What the task asks
Please rewrite the material as a numbered list, from its first line through the line containing "[[[100,72],[55,69],[33,80],[34,85],[45,87],[108,85],[109,78]]]", skipping blank lines and leaving the pictures out.

==== Data provided ====

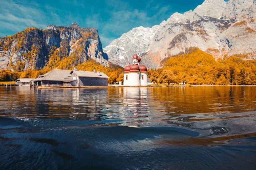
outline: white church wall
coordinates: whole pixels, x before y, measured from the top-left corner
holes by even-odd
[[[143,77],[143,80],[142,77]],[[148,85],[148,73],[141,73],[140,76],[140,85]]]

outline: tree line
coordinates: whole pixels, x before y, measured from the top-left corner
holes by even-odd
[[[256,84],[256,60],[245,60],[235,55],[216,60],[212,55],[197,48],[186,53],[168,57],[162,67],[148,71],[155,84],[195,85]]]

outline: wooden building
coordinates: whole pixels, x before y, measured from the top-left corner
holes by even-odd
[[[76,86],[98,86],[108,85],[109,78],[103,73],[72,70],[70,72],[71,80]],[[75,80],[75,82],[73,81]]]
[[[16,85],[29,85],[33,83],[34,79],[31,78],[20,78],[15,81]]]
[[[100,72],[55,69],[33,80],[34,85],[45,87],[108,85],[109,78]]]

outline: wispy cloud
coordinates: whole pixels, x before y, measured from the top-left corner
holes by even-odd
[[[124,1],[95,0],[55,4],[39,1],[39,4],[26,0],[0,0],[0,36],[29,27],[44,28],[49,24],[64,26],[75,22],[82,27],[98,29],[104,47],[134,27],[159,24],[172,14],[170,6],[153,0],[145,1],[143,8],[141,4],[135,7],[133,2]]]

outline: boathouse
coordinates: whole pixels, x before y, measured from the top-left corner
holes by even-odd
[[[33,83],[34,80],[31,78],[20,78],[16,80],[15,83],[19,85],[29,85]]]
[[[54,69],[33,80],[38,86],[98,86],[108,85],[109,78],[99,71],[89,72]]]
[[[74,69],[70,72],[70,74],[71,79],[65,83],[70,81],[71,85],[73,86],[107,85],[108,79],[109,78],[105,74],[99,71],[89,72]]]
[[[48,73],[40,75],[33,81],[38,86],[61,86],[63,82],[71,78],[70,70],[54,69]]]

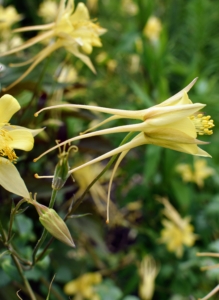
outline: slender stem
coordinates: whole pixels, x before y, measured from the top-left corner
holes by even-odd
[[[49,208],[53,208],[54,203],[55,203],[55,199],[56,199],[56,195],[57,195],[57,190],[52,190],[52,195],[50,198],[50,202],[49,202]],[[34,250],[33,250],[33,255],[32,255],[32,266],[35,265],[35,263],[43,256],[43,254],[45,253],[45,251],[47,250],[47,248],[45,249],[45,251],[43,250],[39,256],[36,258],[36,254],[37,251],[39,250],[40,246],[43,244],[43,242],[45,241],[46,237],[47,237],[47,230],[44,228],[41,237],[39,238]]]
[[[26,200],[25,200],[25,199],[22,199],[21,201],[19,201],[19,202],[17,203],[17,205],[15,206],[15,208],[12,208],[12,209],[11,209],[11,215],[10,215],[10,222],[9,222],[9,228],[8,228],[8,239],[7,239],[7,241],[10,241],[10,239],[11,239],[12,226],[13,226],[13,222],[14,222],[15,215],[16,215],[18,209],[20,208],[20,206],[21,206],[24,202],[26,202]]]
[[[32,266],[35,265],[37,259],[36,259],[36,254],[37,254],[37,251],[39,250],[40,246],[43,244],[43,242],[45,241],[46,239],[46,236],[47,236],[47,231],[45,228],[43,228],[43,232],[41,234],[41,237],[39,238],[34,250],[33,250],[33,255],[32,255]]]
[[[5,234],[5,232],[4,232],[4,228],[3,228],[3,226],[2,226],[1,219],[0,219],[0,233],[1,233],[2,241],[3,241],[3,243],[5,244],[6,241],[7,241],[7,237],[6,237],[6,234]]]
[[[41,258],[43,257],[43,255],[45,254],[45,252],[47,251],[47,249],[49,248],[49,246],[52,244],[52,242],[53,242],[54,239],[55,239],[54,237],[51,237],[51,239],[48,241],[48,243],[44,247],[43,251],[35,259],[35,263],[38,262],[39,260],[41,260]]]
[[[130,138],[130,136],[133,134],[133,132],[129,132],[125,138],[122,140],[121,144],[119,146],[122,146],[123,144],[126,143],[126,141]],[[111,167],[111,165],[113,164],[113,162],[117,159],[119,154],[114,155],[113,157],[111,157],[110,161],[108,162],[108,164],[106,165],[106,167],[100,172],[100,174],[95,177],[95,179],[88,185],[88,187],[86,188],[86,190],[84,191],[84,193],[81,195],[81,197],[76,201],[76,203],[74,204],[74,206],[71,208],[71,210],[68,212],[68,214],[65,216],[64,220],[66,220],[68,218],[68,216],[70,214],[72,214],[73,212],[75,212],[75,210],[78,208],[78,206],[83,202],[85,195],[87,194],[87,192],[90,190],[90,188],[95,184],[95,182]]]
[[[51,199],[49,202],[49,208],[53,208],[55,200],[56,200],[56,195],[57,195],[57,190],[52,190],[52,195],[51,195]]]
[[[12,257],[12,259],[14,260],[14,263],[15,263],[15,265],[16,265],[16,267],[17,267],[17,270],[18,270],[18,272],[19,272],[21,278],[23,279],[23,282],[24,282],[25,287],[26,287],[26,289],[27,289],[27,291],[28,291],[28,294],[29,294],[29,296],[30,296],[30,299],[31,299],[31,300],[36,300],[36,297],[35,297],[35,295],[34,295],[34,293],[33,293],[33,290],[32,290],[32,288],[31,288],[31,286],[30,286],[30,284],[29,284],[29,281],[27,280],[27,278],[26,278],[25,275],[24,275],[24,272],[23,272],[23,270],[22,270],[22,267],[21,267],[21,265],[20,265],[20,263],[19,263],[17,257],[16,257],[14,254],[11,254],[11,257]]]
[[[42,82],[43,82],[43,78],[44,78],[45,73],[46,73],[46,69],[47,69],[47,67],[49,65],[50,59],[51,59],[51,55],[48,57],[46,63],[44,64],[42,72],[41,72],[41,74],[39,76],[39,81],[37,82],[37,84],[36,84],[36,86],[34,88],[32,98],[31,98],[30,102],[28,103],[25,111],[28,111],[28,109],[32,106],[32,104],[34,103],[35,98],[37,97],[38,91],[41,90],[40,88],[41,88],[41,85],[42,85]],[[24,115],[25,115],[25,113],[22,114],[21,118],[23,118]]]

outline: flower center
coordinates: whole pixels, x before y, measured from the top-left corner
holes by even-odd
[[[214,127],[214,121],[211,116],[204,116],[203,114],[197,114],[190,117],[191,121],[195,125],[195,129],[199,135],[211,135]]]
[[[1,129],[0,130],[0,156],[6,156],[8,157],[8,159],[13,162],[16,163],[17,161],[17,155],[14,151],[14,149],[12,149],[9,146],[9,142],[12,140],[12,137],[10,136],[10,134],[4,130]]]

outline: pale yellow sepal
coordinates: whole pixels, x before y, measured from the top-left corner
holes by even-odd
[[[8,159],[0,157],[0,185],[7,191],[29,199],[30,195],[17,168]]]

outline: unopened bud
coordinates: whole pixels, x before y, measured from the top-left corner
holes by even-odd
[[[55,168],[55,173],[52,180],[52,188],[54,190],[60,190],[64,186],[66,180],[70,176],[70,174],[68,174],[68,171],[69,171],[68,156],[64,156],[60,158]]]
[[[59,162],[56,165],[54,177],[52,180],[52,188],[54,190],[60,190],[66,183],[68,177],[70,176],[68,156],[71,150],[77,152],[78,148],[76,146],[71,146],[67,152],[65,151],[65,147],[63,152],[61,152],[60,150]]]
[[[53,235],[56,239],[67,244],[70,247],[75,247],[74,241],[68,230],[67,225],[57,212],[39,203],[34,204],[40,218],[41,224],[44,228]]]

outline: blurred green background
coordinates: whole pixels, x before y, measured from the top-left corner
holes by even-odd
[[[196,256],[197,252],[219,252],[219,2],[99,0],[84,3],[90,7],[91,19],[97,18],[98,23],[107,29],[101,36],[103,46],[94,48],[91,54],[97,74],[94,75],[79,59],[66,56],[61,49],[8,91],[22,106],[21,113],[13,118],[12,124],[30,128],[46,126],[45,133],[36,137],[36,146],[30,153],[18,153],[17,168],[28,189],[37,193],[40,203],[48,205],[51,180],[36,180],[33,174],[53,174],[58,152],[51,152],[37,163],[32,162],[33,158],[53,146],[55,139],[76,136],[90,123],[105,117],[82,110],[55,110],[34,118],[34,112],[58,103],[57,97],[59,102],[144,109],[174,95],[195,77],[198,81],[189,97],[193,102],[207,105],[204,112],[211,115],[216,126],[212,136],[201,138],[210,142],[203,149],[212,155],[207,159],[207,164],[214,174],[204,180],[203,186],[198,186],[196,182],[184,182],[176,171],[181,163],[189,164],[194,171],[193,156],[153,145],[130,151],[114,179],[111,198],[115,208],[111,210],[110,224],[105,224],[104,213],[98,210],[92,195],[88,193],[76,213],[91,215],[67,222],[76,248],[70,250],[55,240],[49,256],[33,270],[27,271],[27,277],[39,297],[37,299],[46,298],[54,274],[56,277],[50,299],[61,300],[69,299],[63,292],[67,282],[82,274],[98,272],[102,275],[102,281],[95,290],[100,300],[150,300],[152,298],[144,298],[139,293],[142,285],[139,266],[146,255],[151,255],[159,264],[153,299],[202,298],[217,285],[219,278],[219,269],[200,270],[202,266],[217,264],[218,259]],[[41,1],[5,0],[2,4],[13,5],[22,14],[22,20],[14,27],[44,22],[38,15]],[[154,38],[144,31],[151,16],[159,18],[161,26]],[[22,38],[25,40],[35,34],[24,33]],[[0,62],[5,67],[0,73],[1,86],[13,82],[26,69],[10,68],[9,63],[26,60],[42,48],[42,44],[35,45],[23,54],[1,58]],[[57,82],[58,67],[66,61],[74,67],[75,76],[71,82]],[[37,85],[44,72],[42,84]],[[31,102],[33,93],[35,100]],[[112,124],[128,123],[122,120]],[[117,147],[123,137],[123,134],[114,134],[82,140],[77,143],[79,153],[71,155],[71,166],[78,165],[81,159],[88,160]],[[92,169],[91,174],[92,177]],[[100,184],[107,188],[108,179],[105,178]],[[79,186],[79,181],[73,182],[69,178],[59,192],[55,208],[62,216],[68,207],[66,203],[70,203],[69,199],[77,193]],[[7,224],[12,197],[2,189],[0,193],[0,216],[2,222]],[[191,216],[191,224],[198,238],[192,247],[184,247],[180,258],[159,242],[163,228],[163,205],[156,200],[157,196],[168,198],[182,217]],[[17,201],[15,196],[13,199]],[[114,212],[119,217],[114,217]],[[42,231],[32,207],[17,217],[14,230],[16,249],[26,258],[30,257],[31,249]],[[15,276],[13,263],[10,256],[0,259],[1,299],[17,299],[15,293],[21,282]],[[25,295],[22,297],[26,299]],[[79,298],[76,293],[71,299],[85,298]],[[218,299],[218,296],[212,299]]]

====

Solution to the problem
1. outline: white church wall
2. coordinates: whole pixels, x before y, measured from the top-left corner
3. holes by even-odd
4. [[[143,77],[143,80],[142,77]],[[148,85],[148,73],[141,73],[140,76],[140,85]]]
5. outline: tree line
6. coordinates: whole pixels, x before y, measured from the top-left corner
7. holes by even-odd
8. [[[256,84],[256,60],[245,60],[235,55],[216,60],[212,55],[197,48],[186,53],[168,57],[162,67],[148,71],[155,84],[195,85]]]
9. outline: wooden building
10. coordinates: whole pixels, x before y, measured from the top-left corner
11. holes by even-odd
12. [[[76,86],[98,86],[108,85],[109,78],[103,73],[72,70],[70,72],[71,80]],[[75,80],[75,82],[73,81]]]
13. [[[16,85],[29,85],[33,83],[34,79],[31,78],[20,78],[15,81]]]
14. [[[100,72],[55,69],[33,80],[34,85],[45,87],[108,85],[109,78]]]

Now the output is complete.